Passage to read:
___

I think Zambia would be a fantastic choice!

However, I do think you are underestimating the distance between each of the parks and that you should cut out a location or two in order to get the very best Zambian experience.

With 16 nights in total, I would really suggest that you stick with Livingstone, Lower Zambezi and South Luangwa.

What I will do, so I hopefully don't ruffle any feathers are list the camps that I would suggest but then afterward I will also list competing camps so at least you have the information and can check out the other camps, as well.

I would start in Livingstone for two nights so that you can get over your jetlag before going on safari with those early morning wake-up calls and late nights around the campfire.

Sample suggested itinerary:

Livingstone/Victoria Falls (2)
Stanley & Livingstone (a Rani Resorts property) or Kwando Songwe Village

From there I would head up to Lower Zambezi. To experience the very best and to be in a very exclusive part of the park, I would suggest that you do a combination of Chiawa and Old Mondoro, 3 nights a piece would be great.

Chiawa (3)

Old Mondoro (3)

That leaves you 8 nights for South Luangwa. I would definitely go with this:

Kaingo (4) or Tafika (4)

Finishing with:

Luangwa River Lodge (4)

They are far enough apart that you will not be in the same area.

I just fear that with your itinerary that you are going to be exhausted and you will surely miss some game drives due to the travel distances.

By finishing with those 8 nights in South Luangwa, you are really immersing yourself...there will be no flights during that stay except arriving/departing...same story with Lower Zambezi. Just doesn't make sense to spend big money to fly up to Kafue, the largest national park in Africa, if I am not mistaken, and then only to see a small part of the park, likely leaving on the final morning before a game drive in order to get all the way to South Luangwa.

The Mombo Concession is fantastic (I was just at Chiefs Camp) but I would suggest that you really experience the best that Zambia's two premier parks have to offer.

Now, for some other choices in Zambia:

www.bushcampcompany.com
www.luangwa.com (Kafunta)
www.starofafrica.com (Puku Ridge, Chichele, Kulefu and more)
www.kasakariverlodge.com
www.chongwe-river.com (Chongwe River Camp)
www.robinpopesafaris.com
www.normancarrsafaris.com

(I am only suggesting camps that operate within South Luangwa and Lower Zambezi rather than including camps that operate in North Luangwa and Kafue)

One thing you will really come to love about Zambia, if you take advantage of the right camps, is being at owner operated camps. Another thing to treasure is the variety of activities that is really not found anywhere else, except maybe in Mana Pools, Zimbabwe.

___

Items from a data source
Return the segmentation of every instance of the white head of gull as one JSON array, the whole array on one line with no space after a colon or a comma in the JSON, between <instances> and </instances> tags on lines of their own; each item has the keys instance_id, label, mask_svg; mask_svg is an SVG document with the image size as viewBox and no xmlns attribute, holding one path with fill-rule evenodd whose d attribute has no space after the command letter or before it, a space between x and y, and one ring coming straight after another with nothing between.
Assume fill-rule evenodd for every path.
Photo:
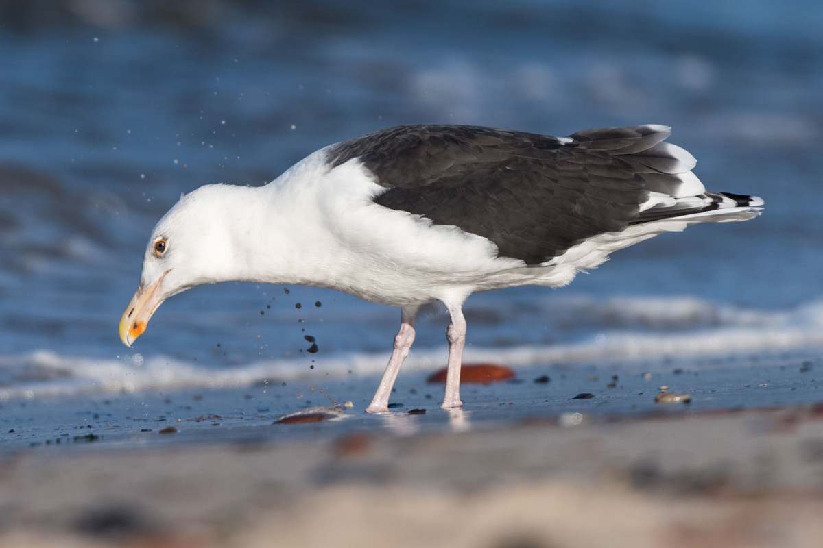
<instances>
[{"instance_id":1,"label":"white head of gull","mask_svg":"<svg viewBox=\"0 0 823 548\"><path fill-rule=\"evenodd\" d=\"M759 214L760 198L707 191L691 154L664 142L670 132L402 126L318 150L264 187L202 187L152 232L120 338L131 346L165 299L202 283L304 284L400 306L366 409L382 412L417 312L439 301L451 316L442 407L460 407L472 293L563 286L662 233Z\"/></svg>"}]
</instances>

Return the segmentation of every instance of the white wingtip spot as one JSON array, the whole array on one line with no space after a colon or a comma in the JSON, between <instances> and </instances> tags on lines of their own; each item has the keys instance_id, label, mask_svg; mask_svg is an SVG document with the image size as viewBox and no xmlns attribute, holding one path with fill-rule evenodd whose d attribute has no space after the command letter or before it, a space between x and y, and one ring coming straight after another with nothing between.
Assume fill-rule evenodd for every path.
<instances>
[{"instance_id":1,"label":"white wingtip spot","mask_svg":"<svg viewBox=\"0 0 823 548\"><path fill-rule=\"evenodd\" d=\"M703 183L697 178L697 176L690 171L687 171L685 173L678 173L677 178L680 179L681 182L680 186L677 187L677 190L672 194L675 198L696 196L706 191L706 187L703 186Z\"/></svg>"}]
</instances>

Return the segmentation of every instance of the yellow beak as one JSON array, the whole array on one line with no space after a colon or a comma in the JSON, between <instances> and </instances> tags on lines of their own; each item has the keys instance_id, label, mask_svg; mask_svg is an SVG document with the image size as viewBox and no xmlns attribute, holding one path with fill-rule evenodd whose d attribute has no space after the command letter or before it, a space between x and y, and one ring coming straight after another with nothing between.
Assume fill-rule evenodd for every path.
<instances>
[{"instance_id":1,"label":"yellow beak","mask_svg":"<svg viewBox=\"0 0 823 548\"><path fill-rule=\"evenodd\" d=\"M163 304L159 288L165 277L165 274L145 289L137 289L126 306L126 311L120 317L120 340L126 346L131 348L132 343L146 330L151 315Z\"/></svg>"}]
</instances>

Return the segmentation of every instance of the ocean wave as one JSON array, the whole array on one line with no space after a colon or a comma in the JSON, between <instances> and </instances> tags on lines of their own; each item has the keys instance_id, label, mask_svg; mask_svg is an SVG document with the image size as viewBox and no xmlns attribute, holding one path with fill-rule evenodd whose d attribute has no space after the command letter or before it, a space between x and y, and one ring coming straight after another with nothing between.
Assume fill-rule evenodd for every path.
<instances>
[{"instance_id":1,"label":"ocean wave","mask_svg":"<svg viewBox=\"0 0 823 548\"><path fill-rule=\"evenodd\" d=\"M584 301L584 304L588 301ZM577 314L588 314L578 302ZM566 306L570 306L566 302ZM464 362L495 361L528 367L562 364L621 362L653 368L671 360L688 361L709 357L751 357L774 352L823 348L823 300L788 311L758 311L718 306L699 299L621 297L606 302L597 314L619 318L621 326L592 330L575 342L488 348L466 348ZM695 318L705 321L695 321ZM633 324L680 325L669 330L636 329ZM710 327L707 327L710 326ZM696 326L696 329L695 329ZM429 371L445 365L443 347L413 350L404 367ZM165 356L135 353L100 360L36 350L0 356L0 402L16 398L90 393L134 393L184 388L221 389L293 380L311 381L319 375L378 375L388 352L346 352L308 359L263 359L216 368Z\"/></svg>"}]
</instances>

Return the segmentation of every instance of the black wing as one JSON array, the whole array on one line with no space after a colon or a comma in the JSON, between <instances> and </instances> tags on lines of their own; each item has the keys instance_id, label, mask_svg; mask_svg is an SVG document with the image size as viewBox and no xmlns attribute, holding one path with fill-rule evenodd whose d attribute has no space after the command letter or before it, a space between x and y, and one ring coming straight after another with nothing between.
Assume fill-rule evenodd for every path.
<instances>
[{"instance_id":1,"label":"black wing","mask_svg":"<svg viewBox=\"0 0 823 548\"><path fill-rule=\"evenodd\" d=\"M359 158L388 190L381 205L494 242L534 265L637 221L649 191L673 194L694 159L660 144L663 126L579 131L570 139L473 126L401 126L330 147ZM673 150L681 154L673 154ZM685 154L685 156L684 156Z\"/></svg>"}]
</instances>

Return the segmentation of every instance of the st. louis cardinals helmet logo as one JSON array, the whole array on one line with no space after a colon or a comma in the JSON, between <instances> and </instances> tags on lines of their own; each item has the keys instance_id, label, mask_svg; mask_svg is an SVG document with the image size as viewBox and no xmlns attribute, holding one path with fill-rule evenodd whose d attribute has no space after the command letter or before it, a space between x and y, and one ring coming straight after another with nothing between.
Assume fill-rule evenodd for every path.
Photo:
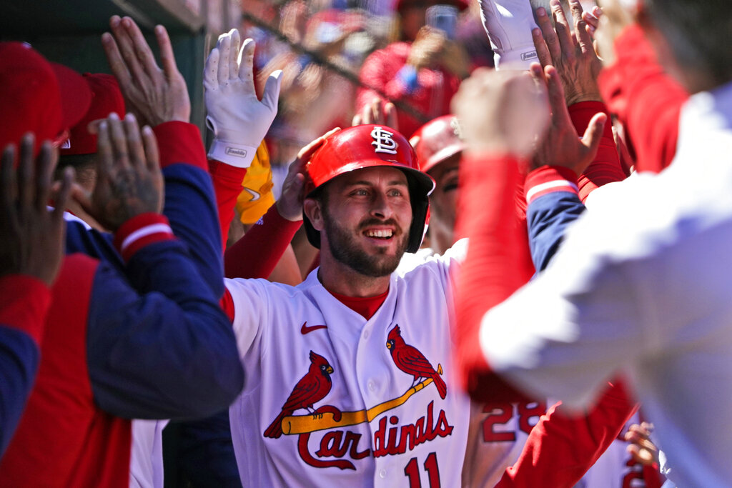
<instances>
[{"instance_id":1,"label":"st. louis cardinals helmet logo","mask_svg":"<svg viewBox=\"0 0 732 488\"><path fill-rule=\"evenodd\" d=\"M427 360L425 355L419 352L417 348L414 348L402 339L402 333L399 326L396 325L389 331L386 339L386 348L392 353L392 359L397 367L408 375L414 377L412 380L412 387L419 378L431 378L437 388L437 392L440 394L440 398L445 399L447 394L447 386L445 382L440 378L442 368L438 365L438 370L435 371L432 364Z\"/></svg>"},{"instance_id":2,"label":"st. louis cardinals helmet logo","mask_svg":"<svg viewBox=\"0 0 732 488\"><path fill-rule=\"evenodd\" d=\"M376 149L374 152L385 152L389 154L397 154L397 141L392 138L394 132L385 130L383 127L374 127L371 131L373 142L371 143Z\"/></svg>"}]
</instances>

___

In the passage on planning a Zambia safari, which three locations does the writer suggest sticking with for the 16 nights?

Livingstone, Lower Zambezi, and South Luangwa.